Given data -
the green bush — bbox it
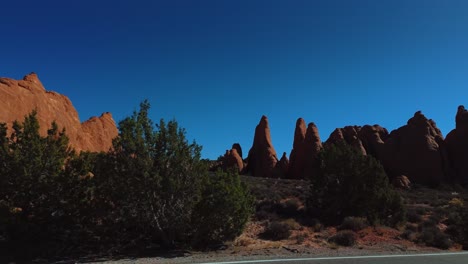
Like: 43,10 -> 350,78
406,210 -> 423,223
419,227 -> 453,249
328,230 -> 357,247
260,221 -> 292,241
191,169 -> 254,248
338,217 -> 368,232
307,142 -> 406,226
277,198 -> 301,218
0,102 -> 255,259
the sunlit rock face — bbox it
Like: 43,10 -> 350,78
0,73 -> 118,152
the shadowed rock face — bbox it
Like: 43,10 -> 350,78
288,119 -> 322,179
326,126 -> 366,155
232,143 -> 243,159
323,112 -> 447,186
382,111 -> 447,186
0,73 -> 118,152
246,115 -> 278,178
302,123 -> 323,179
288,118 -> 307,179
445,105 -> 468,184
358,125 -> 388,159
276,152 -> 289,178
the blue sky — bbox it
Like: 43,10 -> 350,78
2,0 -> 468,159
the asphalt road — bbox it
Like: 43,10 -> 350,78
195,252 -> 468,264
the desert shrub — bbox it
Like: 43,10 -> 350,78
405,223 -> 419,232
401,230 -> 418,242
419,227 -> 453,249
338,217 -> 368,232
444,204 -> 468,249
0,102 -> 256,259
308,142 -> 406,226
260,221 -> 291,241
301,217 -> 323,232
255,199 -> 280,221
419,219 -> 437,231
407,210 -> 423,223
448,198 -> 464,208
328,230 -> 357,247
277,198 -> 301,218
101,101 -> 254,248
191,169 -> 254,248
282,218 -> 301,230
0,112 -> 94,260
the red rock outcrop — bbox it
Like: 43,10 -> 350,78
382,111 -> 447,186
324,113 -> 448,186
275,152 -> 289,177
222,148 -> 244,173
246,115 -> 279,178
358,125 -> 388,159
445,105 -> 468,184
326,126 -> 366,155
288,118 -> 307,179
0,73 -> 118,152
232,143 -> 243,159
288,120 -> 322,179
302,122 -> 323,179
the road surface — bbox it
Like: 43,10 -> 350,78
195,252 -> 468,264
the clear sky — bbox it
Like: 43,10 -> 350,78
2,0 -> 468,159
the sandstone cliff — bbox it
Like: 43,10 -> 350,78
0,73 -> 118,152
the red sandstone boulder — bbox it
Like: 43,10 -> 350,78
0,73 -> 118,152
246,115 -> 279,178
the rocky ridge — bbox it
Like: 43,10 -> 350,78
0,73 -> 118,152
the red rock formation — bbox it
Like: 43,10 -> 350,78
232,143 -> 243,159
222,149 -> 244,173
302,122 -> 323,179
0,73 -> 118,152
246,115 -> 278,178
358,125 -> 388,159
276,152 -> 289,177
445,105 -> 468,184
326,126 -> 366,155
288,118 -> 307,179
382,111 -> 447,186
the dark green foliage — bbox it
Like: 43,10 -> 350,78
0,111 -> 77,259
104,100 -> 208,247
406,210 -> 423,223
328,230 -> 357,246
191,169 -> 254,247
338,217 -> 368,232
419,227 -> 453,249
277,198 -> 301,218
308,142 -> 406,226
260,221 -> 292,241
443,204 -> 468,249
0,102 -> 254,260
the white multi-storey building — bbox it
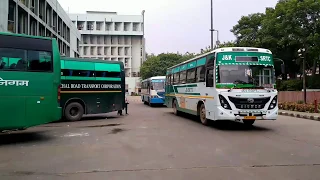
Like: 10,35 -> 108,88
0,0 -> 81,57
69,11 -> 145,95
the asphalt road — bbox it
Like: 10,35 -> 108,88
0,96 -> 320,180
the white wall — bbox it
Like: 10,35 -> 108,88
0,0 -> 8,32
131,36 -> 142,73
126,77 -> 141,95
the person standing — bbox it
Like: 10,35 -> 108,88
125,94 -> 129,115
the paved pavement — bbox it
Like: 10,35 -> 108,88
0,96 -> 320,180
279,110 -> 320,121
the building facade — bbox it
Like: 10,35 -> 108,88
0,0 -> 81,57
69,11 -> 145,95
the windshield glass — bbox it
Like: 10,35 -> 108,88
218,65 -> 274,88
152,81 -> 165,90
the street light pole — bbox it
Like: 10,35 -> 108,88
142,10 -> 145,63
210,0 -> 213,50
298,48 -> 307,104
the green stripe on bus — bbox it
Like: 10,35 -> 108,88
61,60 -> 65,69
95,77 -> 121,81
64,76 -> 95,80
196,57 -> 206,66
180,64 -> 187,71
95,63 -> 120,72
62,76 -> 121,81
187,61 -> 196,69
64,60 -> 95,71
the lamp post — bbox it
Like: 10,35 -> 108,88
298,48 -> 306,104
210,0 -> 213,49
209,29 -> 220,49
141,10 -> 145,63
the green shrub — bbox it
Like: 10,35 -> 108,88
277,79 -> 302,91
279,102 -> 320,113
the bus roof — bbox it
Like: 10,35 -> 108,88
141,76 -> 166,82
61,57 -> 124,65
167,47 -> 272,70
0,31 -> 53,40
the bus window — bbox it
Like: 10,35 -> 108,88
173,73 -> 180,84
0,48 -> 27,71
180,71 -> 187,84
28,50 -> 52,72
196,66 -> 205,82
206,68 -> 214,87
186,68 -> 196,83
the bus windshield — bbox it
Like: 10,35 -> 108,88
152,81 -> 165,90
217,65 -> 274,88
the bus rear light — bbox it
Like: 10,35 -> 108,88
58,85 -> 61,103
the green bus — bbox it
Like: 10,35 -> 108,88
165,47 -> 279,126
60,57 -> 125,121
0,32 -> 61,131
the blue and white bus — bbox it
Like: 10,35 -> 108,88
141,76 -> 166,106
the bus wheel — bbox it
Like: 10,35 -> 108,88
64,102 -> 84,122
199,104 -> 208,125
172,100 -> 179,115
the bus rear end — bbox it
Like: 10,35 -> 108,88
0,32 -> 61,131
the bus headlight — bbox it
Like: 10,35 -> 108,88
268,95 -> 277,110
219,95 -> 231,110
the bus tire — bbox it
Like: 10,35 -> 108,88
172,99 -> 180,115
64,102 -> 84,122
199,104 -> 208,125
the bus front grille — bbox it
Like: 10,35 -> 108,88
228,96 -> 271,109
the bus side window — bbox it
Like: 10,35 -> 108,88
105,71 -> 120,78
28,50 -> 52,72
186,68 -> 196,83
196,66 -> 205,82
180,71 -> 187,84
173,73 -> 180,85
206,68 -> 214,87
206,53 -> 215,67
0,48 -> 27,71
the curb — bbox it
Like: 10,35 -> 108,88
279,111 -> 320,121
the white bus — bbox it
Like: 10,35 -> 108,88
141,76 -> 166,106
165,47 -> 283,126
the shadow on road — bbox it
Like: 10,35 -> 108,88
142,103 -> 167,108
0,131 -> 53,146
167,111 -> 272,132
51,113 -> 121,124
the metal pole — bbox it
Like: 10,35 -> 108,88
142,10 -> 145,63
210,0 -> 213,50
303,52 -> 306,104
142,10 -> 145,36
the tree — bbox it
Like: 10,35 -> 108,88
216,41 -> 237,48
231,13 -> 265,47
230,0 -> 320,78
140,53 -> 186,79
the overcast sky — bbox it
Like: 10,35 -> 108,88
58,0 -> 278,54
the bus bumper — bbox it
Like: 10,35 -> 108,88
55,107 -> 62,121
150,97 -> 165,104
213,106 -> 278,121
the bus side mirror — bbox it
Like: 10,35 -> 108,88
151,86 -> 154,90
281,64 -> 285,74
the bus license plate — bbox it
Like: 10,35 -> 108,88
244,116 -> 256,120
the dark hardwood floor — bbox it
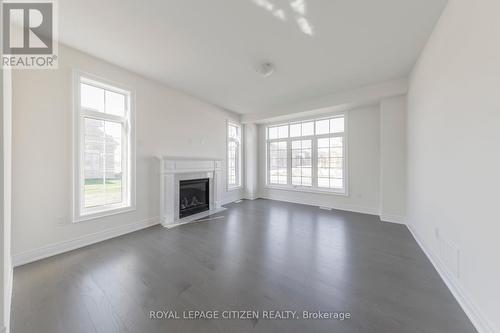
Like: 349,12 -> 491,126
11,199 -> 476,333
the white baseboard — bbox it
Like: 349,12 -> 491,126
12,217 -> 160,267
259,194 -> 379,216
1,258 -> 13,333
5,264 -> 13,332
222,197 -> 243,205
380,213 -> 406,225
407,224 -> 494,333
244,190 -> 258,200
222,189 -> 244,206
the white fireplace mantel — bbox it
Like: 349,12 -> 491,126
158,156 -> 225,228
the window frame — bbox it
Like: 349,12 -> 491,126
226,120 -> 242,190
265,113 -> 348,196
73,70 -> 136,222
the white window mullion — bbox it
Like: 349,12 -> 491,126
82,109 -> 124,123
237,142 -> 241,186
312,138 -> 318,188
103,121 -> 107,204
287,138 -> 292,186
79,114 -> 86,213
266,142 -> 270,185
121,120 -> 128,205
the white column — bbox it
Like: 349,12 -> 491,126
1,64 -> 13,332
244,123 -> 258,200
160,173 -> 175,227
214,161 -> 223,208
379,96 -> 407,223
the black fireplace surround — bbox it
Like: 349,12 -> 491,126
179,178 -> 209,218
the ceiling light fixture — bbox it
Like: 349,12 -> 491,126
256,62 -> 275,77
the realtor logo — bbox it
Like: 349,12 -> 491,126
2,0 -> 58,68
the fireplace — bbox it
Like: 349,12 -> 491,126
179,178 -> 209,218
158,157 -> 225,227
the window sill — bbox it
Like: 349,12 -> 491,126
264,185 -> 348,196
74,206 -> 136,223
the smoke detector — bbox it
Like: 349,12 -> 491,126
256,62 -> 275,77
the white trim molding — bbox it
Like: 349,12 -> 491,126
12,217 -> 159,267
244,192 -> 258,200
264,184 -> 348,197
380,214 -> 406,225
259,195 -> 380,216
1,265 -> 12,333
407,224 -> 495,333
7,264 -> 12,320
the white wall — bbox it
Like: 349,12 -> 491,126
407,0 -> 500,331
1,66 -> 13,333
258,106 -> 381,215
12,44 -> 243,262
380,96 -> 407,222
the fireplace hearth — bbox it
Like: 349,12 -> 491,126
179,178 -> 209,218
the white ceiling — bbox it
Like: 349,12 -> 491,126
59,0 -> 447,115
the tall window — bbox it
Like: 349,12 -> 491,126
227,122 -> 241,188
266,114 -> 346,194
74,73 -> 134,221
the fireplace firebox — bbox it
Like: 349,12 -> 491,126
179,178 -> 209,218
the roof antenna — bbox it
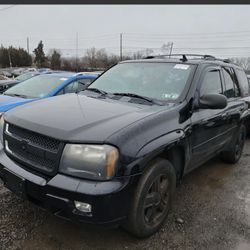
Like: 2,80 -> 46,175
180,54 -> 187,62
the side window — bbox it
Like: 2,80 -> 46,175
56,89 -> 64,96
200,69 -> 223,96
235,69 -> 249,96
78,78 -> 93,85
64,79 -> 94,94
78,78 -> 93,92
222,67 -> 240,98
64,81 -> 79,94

Exercise aim - Extract from the records above the lines from the one containing "the red sandstone boulder — bbox it" to the one containing "the red rock formation — bbox it", both lines included, exactly as they appear and with nothing else.

Output below -
the red sandstone boulder — bbox it
Like: 43,10 -> 350,78
0,73 -> 118,152
246,115 -> 279,178
the rocky ridge — bbox it
Like: 43,10 -> 350,78
0,73 -> 118,152
the red rock formation — bbox it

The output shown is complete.